Rewrite the listing starting at the line containing "Pinpoint each instance of shoreline" and ending at the last line of the listing, offsetting every bounding-box coordinate by +125 and keeping the other lines unchanged.
#### Provided data
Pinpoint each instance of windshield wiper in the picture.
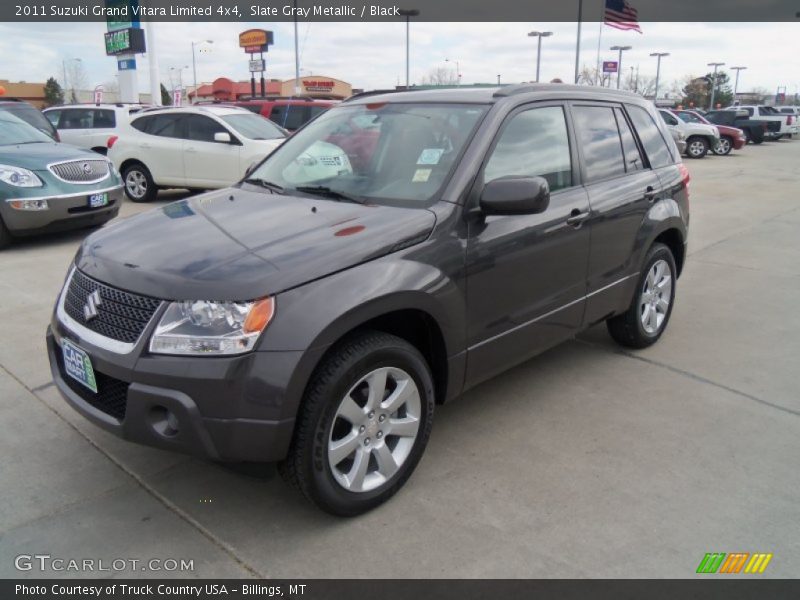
[244,177,283,194]
[294,185,364,204]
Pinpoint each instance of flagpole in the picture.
[596,19,603,85]
[575,0,583,83]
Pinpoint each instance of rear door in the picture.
[570,102,672,324]
[183,114,244,188]
[466,103,589,386]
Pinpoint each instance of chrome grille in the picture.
[64,269,161,344]
[48,158,109,183]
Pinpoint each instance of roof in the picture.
[345,83,647,104]
[134,104,252,117]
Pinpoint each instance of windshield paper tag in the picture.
[417,148,444,165]
[411,169,431,183]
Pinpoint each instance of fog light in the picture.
[8,200,50,210]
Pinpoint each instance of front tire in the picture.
[122,163,158,202]
[0,218,13,250]
[278,332,434,516]
[606,244,678,348]
[714,135,733,156]
[686,135,708,158]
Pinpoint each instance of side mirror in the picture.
[480,177,550,215]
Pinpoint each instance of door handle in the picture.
[567,208,589,227]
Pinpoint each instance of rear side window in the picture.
[483,106,572,191]
[8,103,56,139]
[572,106,625,183]
[614,108,644,173]
[626,104,674,169]
[131,115,180,138]
[186,115,229,142]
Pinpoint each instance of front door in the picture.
[466,104,590,387]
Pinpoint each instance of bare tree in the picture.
[422,67,458,85]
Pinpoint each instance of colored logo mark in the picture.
[697,552,772,575]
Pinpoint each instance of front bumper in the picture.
[0,185,123,235]
[47,294,302,462]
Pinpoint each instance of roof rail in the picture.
[342,87,424,103]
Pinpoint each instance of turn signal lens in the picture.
[242,298,275,333]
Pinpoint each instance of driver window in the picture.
[483,106,572,191]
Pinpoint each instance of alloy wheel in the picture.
[328,367,422,493]
[639,260,672,335]
[714,138,731,154]
[125,171,147,198]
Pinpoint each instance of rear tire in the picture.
[686,135,708,158]
[606,244,678,348]
[714,135,733,156]
[122,163,158,202]
[278,331,434,516]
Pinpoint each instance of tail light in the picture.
[678,163,692,203]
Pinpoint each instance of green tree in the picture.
[161,83,172,106]
[44,77,64,106]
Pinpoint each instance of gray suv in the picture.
[47,84,689,515]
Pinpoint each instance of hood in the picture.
[76,186,436,300]
[0,142,105,171]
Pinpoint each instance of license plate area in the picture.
[87,192,108,208]
[61,338,97,394]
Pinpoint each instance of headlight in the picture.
[150,298,275,356]
[0,165,42,187]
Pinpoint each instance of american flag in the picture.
[603,0,642,33]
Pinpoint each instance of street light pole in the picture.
[707,63,725,110]
[397,8,419,89]
[528,31,553,83]
[444,58,461,85]
[192,40,214,104]
[650,52,669,102]
[61,58,83,98]
[611,46,632,89]
[731,67,747,101]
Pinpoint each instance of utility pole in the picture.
[528,31,553,83]
[648,52,669,102]
[611,46,633,89]
[397,8,419,89]
[731,67,747,102]
[707,63,725,110]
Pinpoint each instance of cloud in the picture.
[0,21,800,93]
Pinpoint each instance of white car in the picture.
[729,104,798,140]
[108,106,286,202]
[658,109,719,158]
[42,104,146,154]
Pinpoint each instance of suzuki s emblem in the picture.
[83,290,103,321]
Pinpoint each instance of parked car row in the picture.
[659,106,799,158]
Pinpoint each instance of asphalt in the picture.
[0,140,800,578]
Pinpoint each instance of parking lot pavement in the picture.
[0,141,800,578]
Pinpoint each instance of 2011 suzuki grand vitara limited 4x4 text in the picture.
[47,84,689,515]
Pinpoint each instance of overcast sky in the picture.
[0,21,800,94]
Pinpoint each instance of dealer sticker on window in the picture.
[61,338,97,394]
[417,148,444,165]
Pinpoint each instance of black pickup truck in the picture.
[705,110,781,144]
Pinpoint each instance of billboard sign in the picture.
[603,60,618,73]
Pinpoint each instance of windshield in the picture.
[249,103,488,205]
[221,113,286,140]
[0,111,53,146]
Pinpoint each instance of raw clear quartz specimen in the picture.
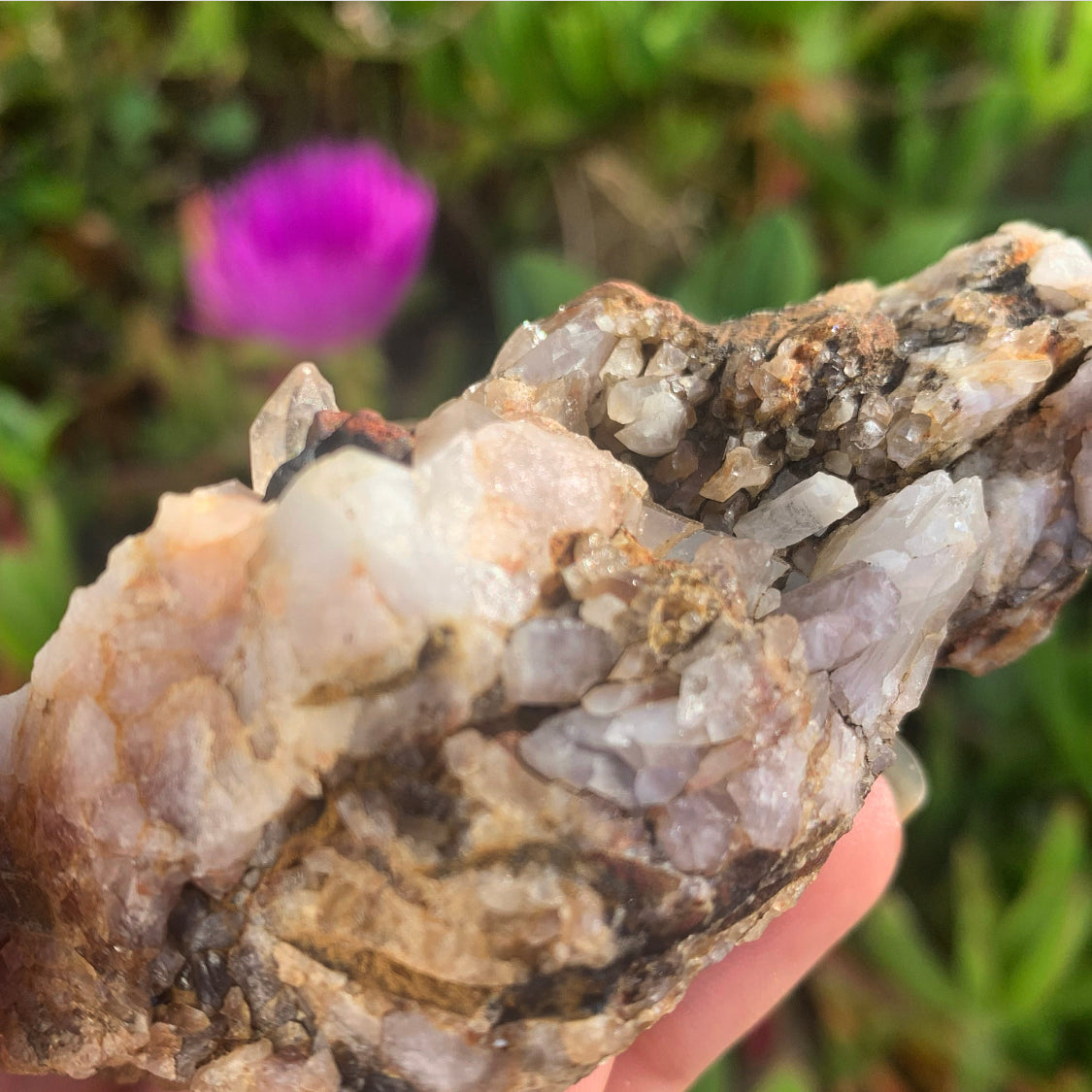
[0,224,1092,1092]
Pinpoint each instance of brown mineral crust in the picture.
[498,238,1092,674]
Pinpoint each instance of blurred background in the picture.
[0,0,1092,1092]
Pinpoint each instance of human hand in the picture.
[0,778,902,1092]
[568,778,902,1092]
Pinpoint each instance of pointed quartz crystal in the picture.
[250,364,338,492]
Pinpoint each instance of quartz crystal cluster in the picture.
[0,224,1092,1092]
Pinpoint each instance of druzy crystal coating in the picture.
[0,224,1092,1092]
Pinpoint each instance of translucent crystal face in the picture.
[0,225,1092,1092]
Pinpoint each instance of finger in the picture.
[603,778,902,1092]
[569,1058,613,1092]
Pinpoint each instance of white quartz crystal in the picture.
[779,561,899,671]
[811,471,989,727]
[503,618,620,706]
[250,364,338,492]
[609,393,690,455]
[735,473,858,547]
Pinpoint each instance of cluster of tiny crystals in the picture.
[0,224,1092,1092]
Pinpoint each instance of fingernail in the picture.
[883,736,929,822]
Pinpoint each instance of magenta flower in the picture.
[182,143,436,351]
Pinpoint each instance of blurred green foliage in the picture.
[0,0,1092,1092]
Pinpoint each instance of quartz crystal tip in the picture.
[250,364,338,494]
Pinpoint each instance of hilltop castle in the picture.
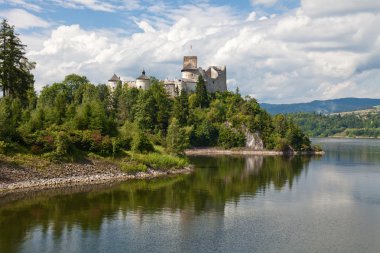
[108,56,227,96]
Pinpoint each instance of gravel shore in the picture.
[0,160,192,192]
[185,148,325,156]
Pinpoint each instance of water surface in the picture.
[0,139,380,252]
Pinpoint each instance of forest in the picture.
[0,20,312,169]
[286,112,380,138]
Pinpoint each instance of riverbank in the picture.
[0,156,192,192]
[185,148,325,156]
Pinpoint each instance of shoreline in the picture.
[0,167,193,193]
[185,148,325,156]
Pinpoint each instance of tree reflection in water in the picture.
[0,156,310,252]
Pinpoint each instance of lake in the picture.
[0,139,380,253]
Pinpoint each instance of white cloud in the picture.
[0,9,50,29]
[251,0,278,6]
[54,0,141,12]
[301,0,380,16]
[22,0,380,103]
[0,0,42,12]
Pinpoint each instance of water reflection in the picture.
[0,156,310,252]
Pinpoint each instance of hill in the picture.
[260,98,380,114]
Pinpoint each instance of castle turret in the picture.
[135,69,150,90]
[108,74,120,90]
[181,56,200,91]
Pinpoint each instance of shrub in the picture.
[132,131,154,153]
[121,161,148,173]
[55,131,71,155]
[166,118,189,154]
[218,124,245,148]
[0,141,9,154]
[131,153,188,170]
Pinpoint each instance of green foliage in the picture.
[190,120,218,147]
[166,118,190,154]
[218,124,245,149]
[132,129,154,153]
[195,75,210,108]
[287,113,380,137]
[120,161,148,174]
[130,153,188,170]
[0,141,9,154]
[0,16,312,160]
[0,19,35,102]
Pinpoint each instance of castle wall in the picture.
[183,56,198,69]
[135,79,150,90]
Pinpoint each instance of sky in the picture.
[0,0,380,103]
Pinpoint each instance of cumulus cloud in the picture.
########
* _Correct result_
Pinpoint each instance of shoreline in the picture.
[125,292,318,318]
[310,273,450,281]
Pinpoint each instance of tree reflection in water in the picture.
[125,281,435,377]
Pinpoint each instance of lake in the picture.
[125,264,505,378]
Pinpoint each instance of white cloud in the picture.
[125,134,175,154]
[376,125,403,131]
[179,125,266,137]
[426,125,505,141]
[147,125,505,228]
[125,125,167,137]
Pinpoint each instance of water reflection in the picture.
[125,281,435,377]
Pinpoint each instance of hill in the picture.
[385,223,505,239]
Pinpoint each instance of castle turret in the picture.
[260,194,275,215]
[233,199,245,215]
[306,181,325,216]
Pinpoint each instance of shrub in the picture.
[257,256,279,278]
[246,286,273,298]
[180,256,196,280]
[291,243,314,279]
[343,249,370,273]
[125,266,134,279]
[256,278,313,295]
Pinpoint each instance of green foliage in the picture.
[315,245,343,272]
[291,243,315,279]
[343,249,370,274]
[257,254,279,278]
[320,200,335,233]
[412,238,505,262]
[245,286,273,299]
[255,278,313,295]
[125,266,134,279]
[125,141,437,285]
[125,144,160,227]
Pinpoint each instance of castle wall in the picture.
[308,181,323,194]
[260,204,275,215]
Pinpoint each instance of sky in the picture.
[125,125,505,228]
Pinpoint each instance of cumulus cloud in the picture.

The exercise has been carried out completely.